* [EXTRACT PROVIDED]
━━━━━━━━━━

Learn TinyML using Wio Terminal and Arduino IDE #3 People Counting and Azure IoT Central Integration

In this article we will create a people counting system by using Wio Terminal, an ordinary Ultrasonic ranger and special Deep Learning sauce to top it off and actually make it work.

We will also utilize Microsoft Azure IoT Central service to store the room occupancy data in the cloud and visualize it on PC.

For more details and video tutorial, watch the corresponding video!

Get to know the data

First, let’s understand the data we can get from Ultrasonic sensor and how we can utilize it for determining the direction of objects. We can upload this simple script to Wio Terminal connected to Grove Ultrasonic Ranger and then walk in and walk out of the room.

#include "Ultrasonic.h"
#define INTERVAL_MS 50
Ultrasonic ultrasonic(0);

void setup() {

void loop() {
    static unsigned long last_interval_ms = 0;
    float distance;

    if (millis() > last_interval_ms + INTERVAL_MS) {
        last_interval_ms = millis();
        distance = ultrasonic.MeasureInCentimeters();
        if (distance < 200.0) {

We can immediately see that for walking it, we get relatively high values(corresponding to distance from the object) first, which then decrease. And for walking out, we get completely opposite signal.

━━━━━━━━━━

* [RECORDS SUPPLIED]

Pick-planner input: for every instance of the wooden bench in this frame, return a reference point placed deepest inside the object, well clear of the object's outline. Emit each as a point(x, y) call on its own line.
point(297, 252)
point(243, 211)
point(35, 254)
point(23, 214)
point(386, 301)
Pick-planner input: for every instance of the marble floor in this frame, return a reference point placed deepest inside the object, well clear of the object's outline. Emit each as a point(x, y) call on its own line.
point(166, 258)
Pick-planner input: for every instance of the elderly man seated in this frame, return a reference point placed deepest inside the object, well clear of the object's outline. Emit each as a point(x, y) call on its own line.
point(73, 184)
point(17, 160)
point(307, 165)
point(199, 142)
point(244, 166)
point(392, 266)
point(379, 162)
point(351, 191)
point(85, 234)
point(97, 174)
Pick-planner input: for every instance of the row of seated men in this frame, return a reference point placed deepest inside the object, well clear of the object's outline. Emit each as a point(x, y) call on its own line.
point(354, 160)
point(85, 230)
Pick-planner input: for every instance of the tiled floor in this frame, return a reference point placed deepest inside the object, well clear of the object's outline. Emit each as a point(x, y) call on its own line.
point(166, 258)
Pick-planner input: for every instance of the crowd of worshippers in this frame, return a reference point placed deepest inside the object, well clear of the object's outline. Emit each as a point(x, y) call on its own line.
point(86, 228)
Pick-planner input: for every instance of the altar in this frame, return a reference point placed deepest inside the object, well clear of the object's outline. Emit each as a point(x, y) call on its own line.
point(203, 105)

━━━━━━━━━━

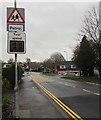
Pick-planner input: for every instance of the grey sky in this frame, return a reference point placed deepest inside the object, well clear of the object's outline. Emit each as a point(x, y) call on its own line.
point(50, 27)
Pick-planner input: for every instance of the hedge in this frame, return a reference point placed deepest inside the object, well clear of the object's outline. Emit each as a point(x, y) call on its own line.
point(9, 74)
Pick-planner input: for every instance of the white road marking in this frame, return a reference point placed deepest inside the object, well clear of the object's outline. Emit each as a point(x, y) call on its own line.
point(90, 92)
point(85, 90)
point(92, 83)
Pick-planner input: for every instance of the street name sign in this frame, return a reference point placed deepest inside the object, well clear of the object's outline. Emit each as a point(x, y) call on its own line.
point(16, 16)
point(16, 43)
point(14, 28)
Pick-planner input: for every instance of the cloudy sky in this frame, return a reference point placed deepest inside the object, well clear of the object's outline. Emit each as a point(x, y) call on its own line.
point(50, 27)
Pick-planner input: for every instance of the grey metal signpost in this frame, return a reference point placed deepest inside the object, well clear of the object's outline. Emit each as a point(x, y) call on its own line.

━━━━━━━━━━

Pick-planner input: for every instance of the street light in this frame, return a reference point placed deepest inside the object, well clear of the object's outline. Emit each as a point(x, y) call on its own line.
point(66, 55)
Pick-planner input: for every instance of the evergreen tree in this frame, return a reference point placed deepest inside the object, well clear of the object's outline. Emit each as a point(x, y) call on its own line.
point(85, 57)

━━━━━━━━━━

* [TASK REQUIREMENTS]
**A)** According to the people counting tutorial, which cloud service stores the room occupancy data?
**B)** Arrange the records from the line that contains "Pick-planner input: for every instance of the grey sky" through the line that contains "Pick-planner input: for every instance of the grey metal" as a Markdown table with the columns Row and Line, numbering each row and leaving out blank lines.

* [TASK-BY-TASK SOLUTIONS]
**A)** Microsoft Azure IoT Central

**B)**
| Row | Line |
|---|---|
| 1 | Pick-planner input: for every instance of the grey sky in this frame, return a reference point placed deepest inside the object, well clear of the object's outline. Emit each as a point(x, y) call on its own line. |
| 2 | point(50, 27) |
| 3 | Pick-planner input: for every instance of the hedge in this frame, return a reference point placed deepest inside the object, well clear of the object's outline. Emit each as a point(x, y) call on its own line. |
| 4 | point(9, 74) |
| 5 | Pick-planner input: for every instance of the white road marking in this frame, return a reference point placed deepest inside the object, well clear of the object's outline. Emit each as a point(x, y) call on its own line. |
| 6 | point(90, 92) |
| 7 | point(85, 90) |
| 8 | point(92, 83) |
| 9 | Pick-planner input: for every instance of the street name sign in this frame, return a reference point placed deepest inside the object, well clear of the object's outline. Emit each as a point(x, y) call on its own line. |
| 10 | point(16, 16) |
| 11 | point(16, 43) |
| 12 | point(14, 28) |
| 13 | Pick-planner input: for every instance of the cloudy sky in this frame, return a reference point placed deepest inside the object, well clear of the object's outline. Emit each as a point(x, y) call on its own line. |
| 14 | point(50, 27) |
| 15 | Pick-planner input: for every instance of the grey metal signpost in this frame, return a reference point placed deepest inside the object, well clear of the object's outline. Emit each as a point(x, y) call on its own line. |